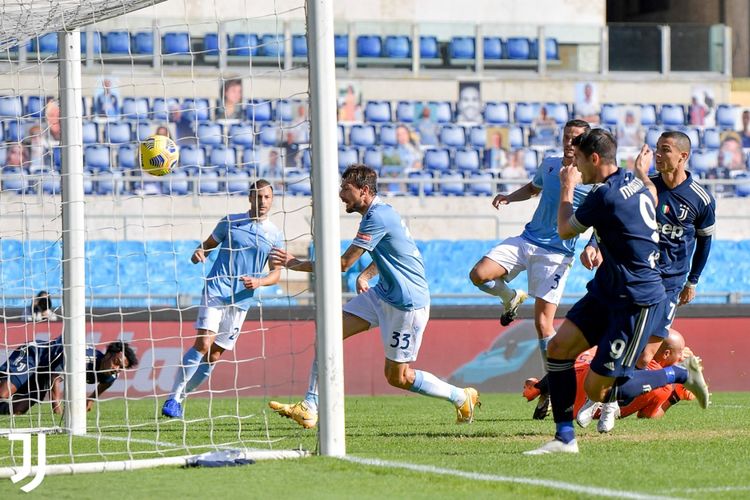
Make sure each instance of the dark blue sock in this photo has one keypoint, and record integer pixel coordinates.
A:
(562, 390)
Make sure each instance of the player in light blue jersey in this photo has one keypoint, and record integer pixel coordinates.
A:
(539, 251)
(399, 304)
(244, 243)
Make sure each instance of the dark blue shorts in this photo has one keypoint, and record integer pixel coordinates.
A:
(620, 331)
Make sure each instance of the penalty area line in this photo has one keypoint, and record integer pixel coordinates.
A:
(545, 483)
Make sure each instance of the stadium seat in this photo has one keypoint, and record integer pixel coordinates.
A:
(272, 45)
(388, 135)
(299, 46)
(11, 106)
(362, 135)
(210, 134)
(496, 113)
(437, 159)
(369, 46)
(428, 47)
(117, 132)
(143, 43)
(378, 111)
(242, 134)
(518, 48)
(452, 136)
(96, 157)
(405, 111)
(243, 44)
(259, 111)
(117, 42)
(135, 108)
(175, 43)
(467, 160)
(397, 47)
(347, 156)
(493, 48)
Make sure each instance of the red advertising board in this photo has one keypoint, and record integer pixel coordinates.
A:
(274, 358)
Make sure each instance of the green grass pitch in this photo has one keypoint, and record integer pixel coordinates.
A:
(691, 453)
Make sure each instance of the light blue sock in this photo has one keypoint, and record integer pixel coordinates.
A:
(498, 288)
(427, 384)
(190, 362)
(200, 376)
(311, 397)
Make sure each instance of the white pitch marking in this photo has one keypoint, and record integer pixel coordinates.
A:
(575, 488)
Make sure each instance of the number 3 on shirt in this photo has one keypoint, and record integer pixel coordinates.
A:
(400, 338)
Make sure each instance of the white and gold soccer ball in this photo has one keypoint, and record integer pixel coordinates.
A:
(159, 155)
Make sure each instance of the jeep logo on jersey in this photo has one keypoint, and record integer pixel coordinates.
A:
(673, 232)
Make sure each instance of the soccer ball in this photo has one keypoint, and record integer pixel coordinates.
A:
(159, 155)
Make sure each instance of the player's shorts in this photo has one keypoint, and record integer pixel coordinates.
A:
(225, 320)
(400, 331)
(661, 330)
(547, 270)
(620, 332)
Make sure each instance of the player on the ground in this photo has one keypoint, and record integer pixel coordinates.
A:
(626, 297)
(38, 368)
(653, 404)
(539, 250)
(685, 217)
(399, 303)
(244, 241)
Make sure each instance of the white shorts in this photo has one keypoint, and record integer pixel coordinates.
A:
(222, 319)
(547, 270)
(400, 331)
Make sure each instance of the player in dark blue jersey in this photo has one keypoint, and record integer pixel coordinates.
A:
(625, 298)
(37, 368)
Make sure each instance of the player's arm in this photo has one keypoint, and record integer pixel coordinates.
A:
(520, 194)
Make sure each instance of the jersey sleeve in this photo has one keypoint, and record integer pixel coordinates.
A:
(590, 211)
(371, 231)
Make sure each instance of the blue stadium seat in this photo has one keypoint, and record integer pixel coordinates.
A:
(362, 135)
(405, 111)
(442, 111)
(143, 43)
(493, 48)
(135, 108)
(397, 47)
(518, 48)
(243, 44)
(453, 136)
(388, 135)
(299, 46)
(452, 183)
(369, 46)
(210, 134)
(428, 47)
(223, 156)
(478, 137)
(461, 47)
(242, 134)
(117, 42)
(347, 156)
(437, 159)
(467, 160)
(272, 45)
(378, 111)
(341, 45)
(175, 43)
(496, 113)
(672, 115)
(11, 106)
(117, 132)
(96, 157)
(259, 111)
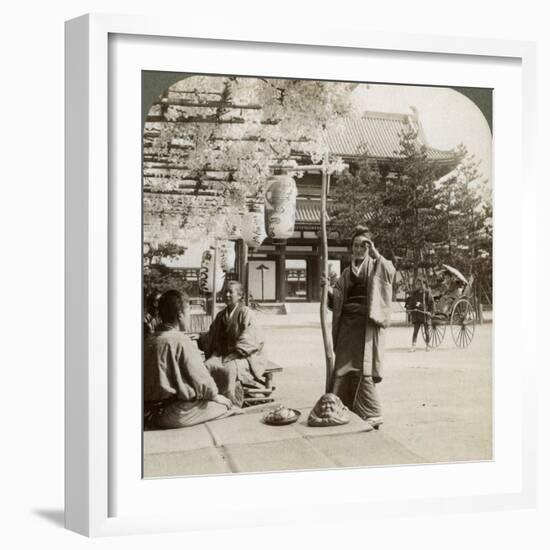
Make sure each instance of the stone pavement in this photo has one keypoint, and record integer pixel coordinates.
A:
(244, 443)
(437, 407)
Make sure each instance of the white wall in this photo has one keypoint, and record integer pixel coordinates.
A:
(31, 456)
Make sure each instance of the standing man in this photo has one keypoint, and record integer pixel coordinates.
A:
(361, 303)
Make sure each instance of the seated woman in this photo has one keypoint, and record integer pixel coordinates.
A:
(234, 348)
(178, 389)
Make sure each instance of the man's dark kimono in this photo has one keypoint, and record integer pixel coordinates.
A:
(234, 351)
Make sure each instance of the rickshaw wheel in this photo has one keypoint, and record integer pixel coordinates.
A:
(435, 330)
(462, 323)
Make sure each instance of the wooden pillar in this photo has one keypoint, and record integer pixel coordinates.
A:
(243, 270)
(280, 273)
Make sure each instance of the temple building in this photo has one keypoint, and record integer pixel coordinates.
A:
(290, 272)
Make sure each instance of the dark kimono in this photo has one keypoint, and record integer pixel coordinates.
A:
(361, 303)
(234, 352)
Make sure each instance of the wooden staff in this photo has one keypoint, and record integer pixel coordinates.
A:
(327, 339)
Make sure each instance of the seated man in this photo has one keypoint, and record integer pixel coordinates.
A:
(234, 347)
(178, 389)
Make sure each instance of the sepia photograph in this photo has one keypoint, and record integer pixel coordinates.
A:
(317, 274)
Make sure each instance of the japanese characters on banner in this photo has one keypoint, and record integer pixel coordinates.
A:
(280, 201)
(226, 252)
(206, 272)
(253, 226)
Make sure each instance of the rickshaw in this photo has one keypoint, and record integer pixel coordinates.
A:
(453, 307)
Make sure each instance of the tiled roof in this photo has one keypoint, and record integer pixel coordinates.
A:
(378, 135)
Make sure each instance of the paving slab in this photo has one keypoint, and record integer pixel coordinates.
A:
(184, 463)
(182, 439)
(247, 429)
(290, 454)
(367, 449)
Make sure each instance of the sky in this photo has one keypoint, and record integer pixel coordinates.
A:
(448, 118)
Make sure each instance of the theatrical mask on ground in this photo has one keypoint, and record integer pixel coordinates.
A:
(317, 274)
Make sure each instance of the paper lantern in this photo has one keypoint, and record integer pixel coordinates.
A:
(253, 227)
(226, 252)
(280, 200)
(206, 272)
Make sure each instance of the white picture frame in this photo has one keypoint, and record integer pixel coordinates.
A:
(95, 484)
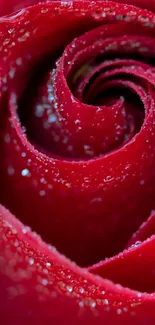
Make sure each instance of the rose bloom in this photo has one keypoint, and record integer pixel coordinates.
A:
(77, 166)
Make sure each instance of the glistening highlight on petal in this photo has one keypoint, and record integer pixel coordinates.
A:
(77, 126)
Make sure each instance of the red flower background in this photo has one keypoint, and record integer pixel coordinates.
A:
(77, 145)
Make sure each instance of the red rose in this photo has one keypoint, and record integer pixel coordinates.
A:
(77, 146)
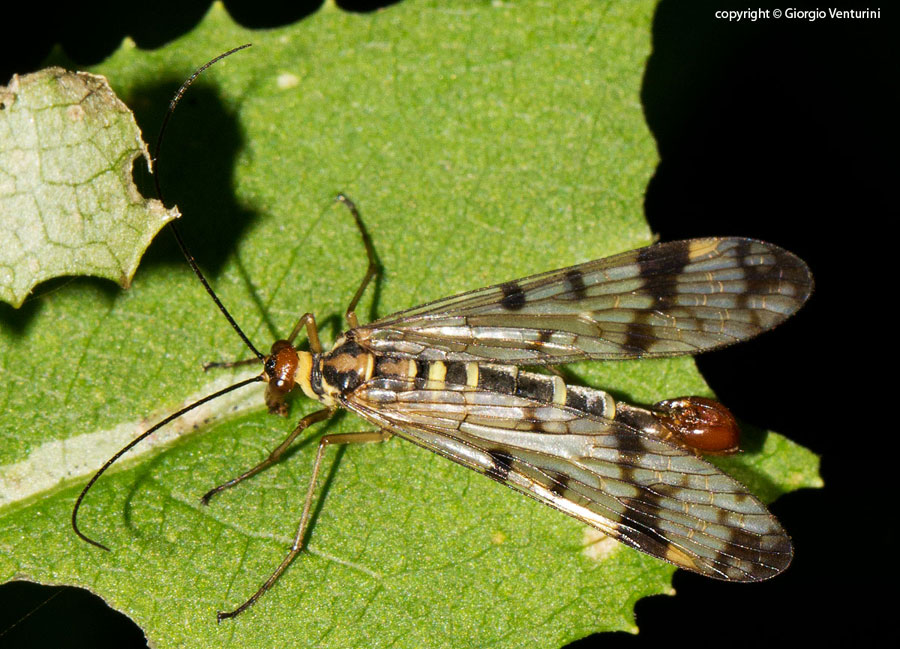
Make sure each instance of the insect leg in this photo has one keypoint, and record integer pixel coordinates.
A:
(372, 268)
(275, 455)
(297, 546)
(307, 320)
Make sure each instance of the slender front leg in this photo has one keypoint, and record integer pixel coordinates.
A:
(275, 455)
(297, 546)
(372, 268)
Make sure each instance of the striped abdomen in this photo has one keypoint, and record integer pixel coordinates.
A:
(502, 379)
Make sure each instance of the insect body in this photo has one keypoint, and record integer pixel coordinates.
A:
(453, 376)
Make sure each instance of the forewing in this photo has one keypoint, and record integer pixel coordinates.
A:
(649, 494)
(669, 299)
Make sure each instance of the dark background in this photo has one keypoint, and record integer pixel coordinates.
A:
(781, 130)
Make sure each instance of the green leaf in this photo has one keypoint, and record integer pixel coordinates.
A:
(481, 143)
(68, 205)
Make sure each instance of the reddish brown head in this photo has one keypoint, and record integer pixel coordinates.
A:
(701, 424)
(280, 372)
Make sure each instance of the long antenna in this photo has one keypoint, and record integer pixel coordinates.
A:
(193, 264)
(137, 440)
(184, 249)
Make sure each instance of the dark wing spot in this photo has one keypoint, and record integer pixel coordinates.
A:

EXERCISE DIRECTIONS: Write out each line of the data exactly; the images should be left out.

SOLUTION FOR THIS EXERCISE:
Make sure each instance of the dark blue sock in this photo has one keypoint, and record integer pixel coordinates.
A:
(562, 390)
Make sure each instance of the player in light blue jersey in this photo has one keypoint, and record integer pixel coordinates.
A:
(539, 251)
(399, 304)
(244, 243)
Make sure each instance of the dark blue shorts in this photo has one keypoint, and record integer pixel coordinates.
A:
(620, 331)
Make sure each instance of the penalty area line in this photo has one keypoint, and record integer pixel coordinates.
A:
(545, 483)
Make sure each instance of the stadium seat in this photo has one keypoint, and record integer pixel coordinates.
A:
(272, 45)
(388, 135)
(299, 46)
(11, 106)
(362, 135)
(210, 134)
(496, 113)
(437, 159)
(369, 46)
(428, 47)
(117, 132)
(143, 43)
(378, 111)
(242, 134)
(518, 48)
(452, 136)
(96, 157)
(405, 111)
(243, 44)
(259, 111)
(117, 42)
(135, 108)
(175, 43)
(467, 160)
(397, 47)
(347, 156)
(493, 48)
Make sure each instance of the red advertising board in this photo has one keypoint, and record integer pixel coordinates.
A:
(274, 358)
Make sure each instance of the green grass pitch in this photo has one keypoint, and record integer pixel coordinates.
A:
(691, 453)
Make sure each instance of the light blue sock in this photo has one keypoint, and record integer pixel coordinates.
A:
(498, 288)
(427, 384)
(190, 362)
(200, 376)
(311, 397)
Make sure each instance of the white pitch marking in this photo has one keypoint, and record integer pixel coordinates.
A:
(575, 488)
Make sure each instance of the number 3 on shirt in this photo has one keypoint, and record integer pixel coordinates.
A:
(400, 338)
Make sure each instance of the white and gold soccer ball in this photo has one keypoint, and record integer pixel coordinates.
A:
(159, 155)
Make sure each instance of the jeep logo on jersey in this photo has one keypoint, and record integer pixel coordinates.
A:
(673, 232)
Make sure each instance of the soccer ball in this photo has one keypoint, and record integer pixel coordinates.
A:
(159, 155)
Make sure each instance of the player's shorts in this photo has one keypoint, and record integer pixel coordinates.
A:
(225, 320)
(400, 331)
(661, 330)
(547, 270)
(620, 332)
Make sure each instance of the player on the ground in this photo has one keypoint, and record integer pixel coordinates.
A:
(626, 297)
(38, 368)
(653, 404)
(539, 250)
(685, 217)
(399, 303)
(244, 241)
Make sure each instance of the white shorts in this photo has one keypoint, and record integer pixel coordinates.
A:
(222, 319)
(547, 270)
(400, 331)
Make sure each instance of the player in dark blue jersey in this photo has one keypoint, and record integer pixel coordinates.
A:
(625, 298)
(37, 368)
Make sure each instance of the player's arm in this photo has one keypoint, and record integer pixel coordinates.
A:
(520, 194)
Make sure each instance of the jersey sleeve in this photo has one keypoint, and record integer pixel coordinates.
A:
(590, 211)
(371, 231)
Make sure each instance of the blue stadium seat in this photo has one keypoint, and record integer pixel coordinates.
A:
(362, 135)
(405, 111)
(442, 111)
(143, 43)
(493, 48)
(135, 108)
(397, 47)
(518, 48)
(243, 44)
(453, 136)
(388, 135)
(299, 46)
(452, 183)
(369, 46)
(210, 134)
(428, 47)
(223, 156)
(478, 137)
(461, 47)
(242, 134)
(117, 42)
(347, 156)
(437, 159)
(467, 160)
(272, 45)
(378, 111)
(341, 45)
(175, 43)
(496, 113)
(672, 115)
(11, 106)
(117, 132)
(96, 157)
(259, 111)
Make sure each instance of the stone pavement in this photo has one keypoint, and record integer pixel coordinates.
A:
(244, 443)
(437, 407)
Make sure each instance of the white wall in this photo has one keypoint, and record integer pixel coordinates.
A:
(31, 456)
Make sure each instance of the standing man in this photo has one keypoint, and record integer pixel coordinates.
A:
(361, 303)
Make sure each instance of the seated woman in this photo has one keypoint, and record integer pixel coordinates.
A:
(234, 348)
(178, 389)
Make sure each instance of the man's dark kimono in this photo has one keypoint, and record integer pixel coordinates.
A:
(234, 351)
Make sure each instance of the rickshaw wheel in this photo has one keypoint, and record integer pixel coordinates.
A:
(435, 330)
(462, 323)
Make sure each instance of the wooden pillar in this photo has one keypoint, and record integer pixel coordinates.
A:
(243, 270)
(280, 273)
Make sure each instance of the temple building in this photo has one keypoint, and record integer pixel coordinates.
A:
(290, 272)
Make sure each instance of the dark kimono in this photo has one keypoint, and record integer pixel coordinates.
A:
(361, 303)
(234, 352)
Make sure each instance of the wooden staff in this photo has one keypoint, and record integer pixel coordinates.
A:
(327, 339)
Make sure each instance of the seated man in this photo has one keypoint, and record integer pixel coordinates.
A:
(234, 347)
(178, 389)
Make sure each instance of the sepia photograph in this photo has one keypoint, and record integer pixel coordinates.
A:
(317, 274)
Make sure each instance of the japanese characters on banner in this photo has one keypoint, and record integer pixel coordinates.
A:
(280, 201)
(226, 252)
(206, 272)
(253, 226)
Make sure each instance of the rickshaw in this photo has one keypoint, and record integer pixel coordinates.
A:
(453, 307)
Make sure each instance of the tiled roof in this photo has one keypoint, and record integer pixel coordinates.
A:
(378, 135)
Make sure each instance of the paving slab in this photo has one keypoint, and record integer pixel coordinates.
A:
(184, 463)
(182, 439)
(247, 429)
(290, 454)
(367, 449)
Make sure each instance of the sky in this photo has one keypoint, and record integer pixel coordinates.
A:
(448, 118)
Make sure each instance of the theatrical mask on ground in this photo has one keypoint, and record integer pixel coordinates.
A:
(317, 274)
Make sure each instance of the paper lantern in this photo has one keypoint, and record integer pixel coordinates.
A:
(253, 227)
(226, 252)
(280, 200)
(206, 272)
Make sure each instance of the white picture frame in this photo has one keypoint, and record integer pixel coordinates.
A:
(95, 484)
Make sure each instance of the rose bloom in this photo has one keypoint, and record integer pixel coordinates.
A:
(77, 166)
Make sure each instance of the glistening highlight on petal in this photo has one keypoint, and record integer pixel coordinates.
A:
(77, 126)
Make sure each instance of the red flower background in this photo has one keypoint, and record integer pixel coordinates.
A:
(77, 145)
Make sure each instance of the red rose in this photo has one keypoint, and record integer pixel coordinates.
A:
(77, 146)
Make sure each instance of the insect leg in this photo has one keypoint, and record integer pixel coordinates.
A:
(372, 268)
(275, 455)
(297, 546)
(307, 320)
Make sure each instance of the slender front leg in this photo has one keypoint, and record integer pixel coordinates.
A:
(275, 455)
(297, 546)
(372, 268)
Make sure each instance of the striped abdomen in this photo has one keypoint, and record integer pixel coordinates.
A:
(502, 379)
Make sure each instance of the insect body in this photo has one keypoint, and record integer pixel coordinates.
A:
(453, 376)
Make sure each instance of the forewing in this photo has one keypoint, and record integer pixel coordinates.
A:
(649, 494)
(669, 299)
Make sure each instance of the dark background in this photo has one keypoint, and record integer pixel coordinates.
A:
(781, 130)
Make sure each instance of the green leaf in this photo has one keypoint, and record integer pixel coordinates.
A:
(481, 143)
(68, 205)
Make sure each instance of the reddish brown head in this photo has one keypoint, and record integer pixel coordinates.
A:
(701, 424)
(280, 372)
Make sure each instance of the long antenna in this photo has one keypoint, and record integer pixel coordinates.
A:
(193, 264)
(137, 440)
(184, 249)
Make sure each instance of the dark wing spot in this photo has one keypoint, and record integer pixel coordinates.
A:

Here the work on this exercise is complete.